Where the line with "Target: white shirt hanging" appears below, start writing out lines exactly, and finish with the line with "Target: hanging laundry", which is included; write out nothing else.

++++ RAW DATA ++++

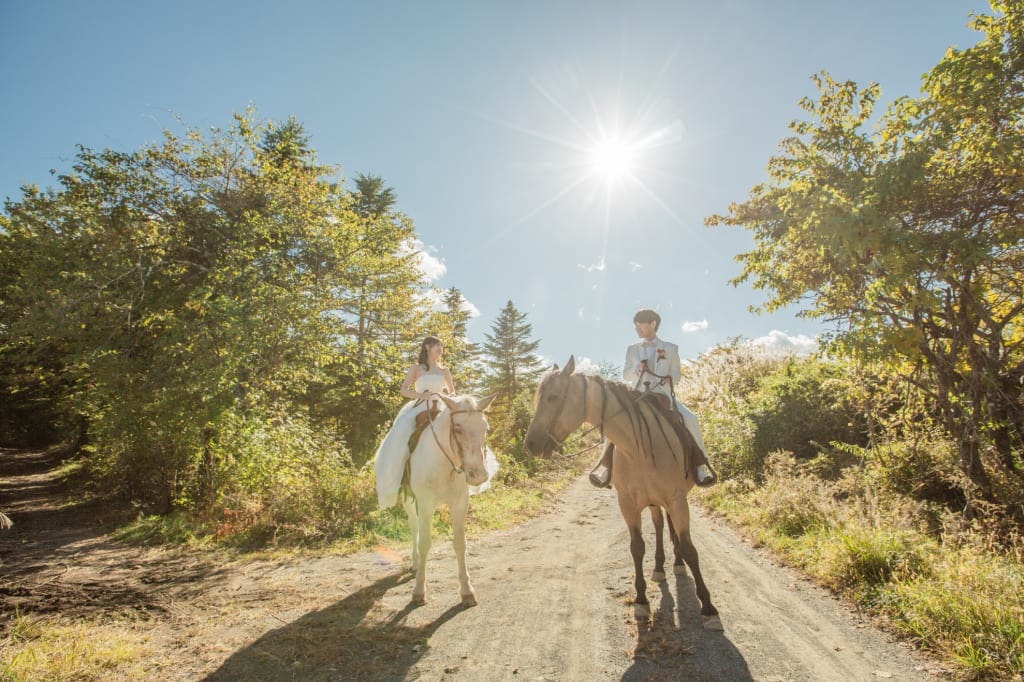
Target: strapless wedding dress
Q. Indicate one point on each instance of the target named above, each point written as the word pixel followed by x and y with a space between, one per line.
pixel 389 462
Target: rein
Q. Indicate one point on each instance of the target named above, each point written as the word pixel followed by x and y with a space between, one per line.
pixel 604 402
pixel 453 440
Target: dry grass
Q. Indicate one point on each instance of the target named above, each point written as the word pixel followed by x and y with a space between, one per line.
pixel 958 597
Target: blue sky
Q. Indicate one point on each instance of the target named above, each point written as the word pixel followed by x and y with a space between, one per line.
pixel 485 117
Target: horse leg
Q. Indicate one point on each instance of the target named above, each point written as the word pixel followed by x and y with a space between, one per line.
pixel 414 526
pixel 458 510
pixel 658 518
pixel 681 516
pixel 678 567
pixel 631 514
pixel 426 515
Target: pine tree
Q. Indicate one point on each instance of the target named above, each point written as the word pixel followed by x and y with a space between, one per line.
pixel 513 367
pixel 461 355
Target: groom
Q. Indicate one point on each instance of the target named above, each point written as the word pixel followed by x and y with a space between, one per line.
pixel 652 365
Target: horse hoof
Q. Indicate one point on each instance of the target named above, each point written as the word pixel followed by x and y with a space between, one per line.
pixel 713 623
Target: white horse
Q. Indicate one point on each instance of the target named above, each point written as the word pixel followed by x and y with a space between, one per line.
pixel 449 458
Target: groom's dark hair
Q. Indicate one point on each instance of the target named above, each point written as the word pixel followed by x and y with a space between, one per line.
pixel 646 315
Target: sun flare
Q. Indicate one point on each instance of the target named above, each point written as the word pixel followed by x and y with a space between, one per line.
pixel 612 158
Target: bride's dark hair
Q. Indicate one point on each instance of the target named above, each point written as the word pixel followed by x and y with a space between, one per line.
pixel 427 343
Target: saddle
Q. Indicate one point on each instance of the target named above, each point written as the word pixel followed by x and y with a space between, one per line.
pixel 665 403
pixel 423 420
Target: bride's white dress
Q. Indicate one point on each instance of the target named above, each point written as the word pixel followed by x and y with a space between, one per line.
pixel 389 462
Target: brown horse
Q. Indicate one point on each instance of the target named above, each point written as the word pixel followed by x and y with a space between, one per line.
pixel 652 460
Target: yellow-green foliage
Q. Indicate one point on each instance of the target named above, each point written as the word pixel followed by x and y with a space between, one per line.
pixel 62 649
pixel 955 593
pixel 971 606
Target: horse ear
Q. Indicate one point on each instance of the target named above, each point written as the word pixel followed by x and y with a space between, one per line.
pixel 569 367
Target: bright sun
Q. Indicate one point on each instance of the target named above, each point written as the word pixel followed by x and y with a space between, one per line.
pixel 612 158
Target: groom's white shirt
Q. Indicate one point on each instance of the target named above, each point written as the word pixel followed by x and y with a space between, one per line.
pixel 663 360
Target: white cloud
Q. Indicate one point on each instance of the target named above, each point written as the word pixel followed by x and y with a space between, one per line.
pixel 583 365
pixel 433 268
pixel 434 298
pixel 780 343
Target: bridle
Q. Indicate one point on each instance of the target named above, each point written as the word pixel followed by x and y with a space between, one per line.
pixel 558 442
pixel 604 418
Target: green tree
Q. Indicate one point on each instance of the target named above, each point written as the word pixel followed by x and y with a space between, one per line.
pixel 909 238
pixel 175 300
pixel 510 355
pixel 450 325
pixel 383 311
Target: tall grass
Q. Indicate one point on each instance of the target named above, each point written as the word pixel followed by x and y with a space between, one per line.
pixel 954 593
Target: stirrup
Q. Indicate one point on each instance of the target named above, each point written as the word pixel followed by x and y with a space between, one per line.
pixel 600 477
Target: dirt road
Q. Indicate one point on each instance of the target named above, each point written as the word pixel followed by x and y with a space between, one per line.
pixel 553 604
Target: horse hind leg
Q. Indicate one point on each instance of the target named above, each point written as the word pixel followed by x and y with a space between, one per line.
pixel 458 510
pixel 678 566
pixel 681 518
pixel 632 516
pixel 422 548
pixel 658 518
pixel 414 526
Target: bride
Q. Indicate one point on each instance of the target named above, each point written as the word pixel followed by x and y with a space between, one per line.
pixel 424 382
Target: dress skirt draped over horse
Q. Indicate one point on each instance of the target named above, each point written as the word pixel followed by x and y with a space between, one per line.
pixel 389 462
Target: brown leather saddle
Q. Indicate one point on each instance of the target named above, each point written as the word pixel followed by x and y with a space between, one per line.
pixel 665 403
pixel 423 420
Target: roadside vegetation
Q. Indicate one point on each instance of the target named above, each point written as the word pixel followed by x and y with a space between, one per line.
pixel 877 514
pixel 216 326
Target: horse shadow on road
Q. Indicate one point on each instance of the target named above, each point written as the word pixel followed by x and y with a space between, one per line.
pixel 344 641
pixel 672 644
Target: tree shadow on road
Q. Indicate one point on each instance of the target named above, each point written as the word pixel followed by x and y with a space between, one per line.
pixel 672 644
pixel 344 641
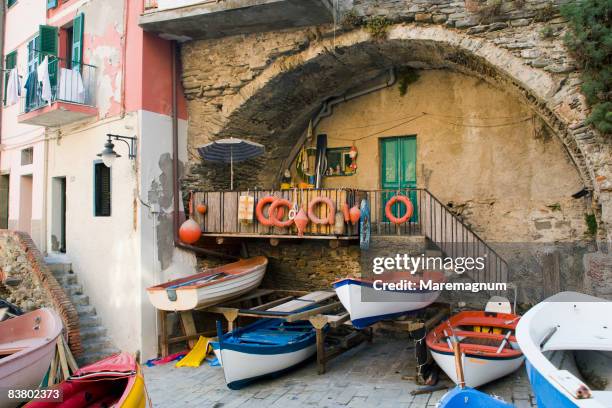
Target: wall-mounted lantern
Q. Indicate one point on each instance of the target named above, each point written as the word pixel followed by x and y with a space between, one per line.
pixel 109 154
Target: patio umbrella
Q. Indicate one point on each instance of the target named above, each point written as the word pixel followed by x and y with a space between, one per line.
pixel 230 151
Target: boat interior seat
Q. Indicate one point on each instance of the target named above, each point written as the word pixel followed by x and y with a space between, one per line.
pixel 603 397
pixel 567 338
pixel 13 347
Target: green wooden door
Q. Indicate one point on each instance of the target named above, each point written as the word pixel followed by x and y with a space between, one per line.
pixel 398 172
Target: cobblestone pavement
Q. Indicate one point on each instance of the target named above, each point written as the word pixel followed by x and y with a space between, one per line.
pixel 368 376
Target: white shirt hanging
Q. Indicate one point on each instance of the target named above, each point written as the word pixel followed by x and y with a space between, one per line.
pixel 13 88
pixel 43 77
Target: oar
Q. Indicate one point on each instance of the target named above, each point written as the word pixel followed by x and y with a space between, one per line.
pixel 504 341
pixel 458 365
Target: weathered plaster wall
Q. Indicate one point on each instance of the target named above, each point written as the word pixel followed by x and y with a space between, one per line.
pixel 478 148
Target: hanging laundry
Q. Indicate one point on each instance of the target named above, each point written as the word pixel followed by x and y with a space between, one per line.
pixel 43 77
pixel 70 87
pixel 31 88
pixel 13 88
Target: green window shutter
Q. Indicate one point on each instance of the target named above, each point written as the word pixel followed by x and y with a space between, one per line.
pixel 77 41
pixel 102 190
pixel 10 62
pixel 48 41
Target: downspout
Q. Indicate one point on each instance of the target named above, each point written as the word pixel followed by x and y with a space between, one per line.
pixel 175 170
pixel 327 110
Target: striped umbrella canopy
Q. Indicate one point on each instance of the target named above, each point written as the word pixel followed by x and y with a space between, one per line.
pixel 230 151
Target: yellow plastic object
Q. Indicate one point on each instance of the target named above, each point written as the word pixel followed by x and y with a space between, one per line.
pixel 197 354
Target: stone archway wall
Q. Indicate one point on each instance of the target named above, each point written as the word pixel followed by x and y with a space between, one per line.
pixel 267 86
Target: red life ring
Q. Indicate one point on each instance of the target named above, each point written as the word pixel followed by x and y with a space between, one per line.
pixel 405 217
pixel 272 212
pixel 259 211
pixel 332 211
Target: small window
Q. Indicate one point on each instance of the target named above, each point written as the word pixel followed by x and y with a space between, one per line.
pixel 339 162
pixel 27 156
pixel 102 190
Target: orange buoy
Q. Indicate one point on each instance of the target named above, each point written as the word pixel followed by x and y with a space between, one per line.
pixel 274 210
pixel 201 208
pixel 406 216
pixel 345 212
pixel 190 232
pixel 355 214
pixel 263 220
pixel 322 221
pixel 301 221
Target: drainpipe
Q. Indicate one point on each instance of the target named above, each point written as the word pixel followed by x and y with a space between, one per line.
pixel 175 170
pixel 327 110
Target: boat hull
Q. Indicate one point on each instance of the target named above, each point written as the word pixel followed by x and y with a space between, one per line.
pixel 477 370
pixel 199 296
pixel 242 369
pixel 566 322
pixel 388 304
pixel 470 398
pixel 26 368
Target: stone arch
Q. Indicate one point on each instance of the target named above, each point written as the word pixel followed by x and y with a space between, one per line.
pixel 275 107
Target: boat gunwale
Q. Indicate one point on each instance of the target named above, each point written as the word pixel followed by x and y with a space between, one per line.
pixel 221 269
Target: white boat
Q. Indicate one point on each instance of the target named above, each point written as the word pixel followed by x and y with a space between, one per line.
pixel 266 348
pixel 27 344
pixel 487 343
pixel 567 341
pixel 209 287
pixel 367 304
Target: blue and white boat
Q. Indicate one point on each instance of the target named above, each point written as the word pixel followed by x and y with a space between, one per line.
pixel 367 303
pixel 567 343
pixel 264 349
pixel 470 398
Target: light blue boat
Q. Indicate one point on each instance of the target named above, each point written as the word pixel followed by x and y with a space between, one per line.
pixel 470 398
pixel 264 349
pixel 567 343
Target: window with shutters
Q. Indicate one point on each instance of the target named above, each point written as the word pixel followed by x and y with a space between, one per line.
pixel 27 156
pixel 102 190
pixel 10 62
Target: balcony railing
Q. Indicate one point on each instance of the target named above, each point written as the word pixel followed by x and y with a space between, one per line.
pixel 70 83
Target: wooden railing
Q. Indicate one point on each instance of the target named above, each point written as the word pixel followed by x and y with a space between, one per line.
pixel 430 218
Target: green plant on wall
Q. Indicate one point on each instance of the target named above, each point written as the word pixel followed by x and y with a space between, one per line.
pixel 377 27
pixel 405 77
pixel 590 39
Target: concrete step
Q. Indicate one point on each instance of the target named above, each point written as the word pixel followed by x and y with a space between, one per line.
pixel 93 332
pixel 95 344
pixel 74 289
pixel 92 357
pixel 88 321
pixel 80 300
pixel 86 310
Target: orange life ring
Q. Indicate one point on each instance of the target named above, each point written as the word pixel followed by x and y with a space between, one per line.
pixel 405 217
pixel 272 211
pixel 259 211
pixel 332 211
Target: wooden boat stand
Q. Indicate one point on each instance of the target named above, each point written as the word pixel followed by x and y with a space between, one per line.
pixel 325 310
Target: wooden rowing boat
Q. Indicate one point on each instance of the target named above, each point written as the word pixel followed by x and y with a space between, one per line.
pixel 115 381
pixel 266 348
pixel 487 343
pixel 209 287
pixel 27 343
pixel 368 304
pixel 567 342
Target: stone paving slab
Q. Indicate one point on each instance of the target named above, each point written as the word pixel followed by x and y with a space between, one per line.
pixel 368 376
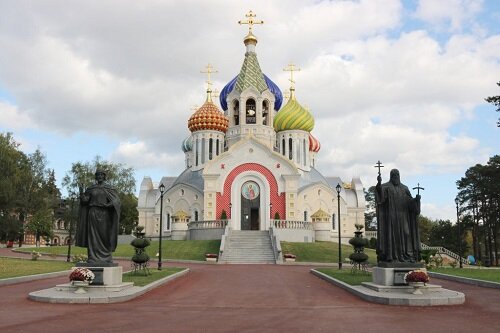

++++

= ANSWER BOX =
Target: white shirt hanging
Q. Indicate one point on each instance of the target named above, each point written as the word pixel followed by x and y with a space between, one per line.
pixel 13 88
pixel 43 77
Target: oar
Q. Indicate one point on each instance of the target named above, each point written as the word pixel followed by x and y with a space between, one per line.
pixel 504 341
pixel 458 365
Target: weathered plaster wall
Q. Indicate one point on each instance of the target named above, each point written as the word pixel followed by x and y with a space between, one per line.
pixel 478 148
Target: hanging laundry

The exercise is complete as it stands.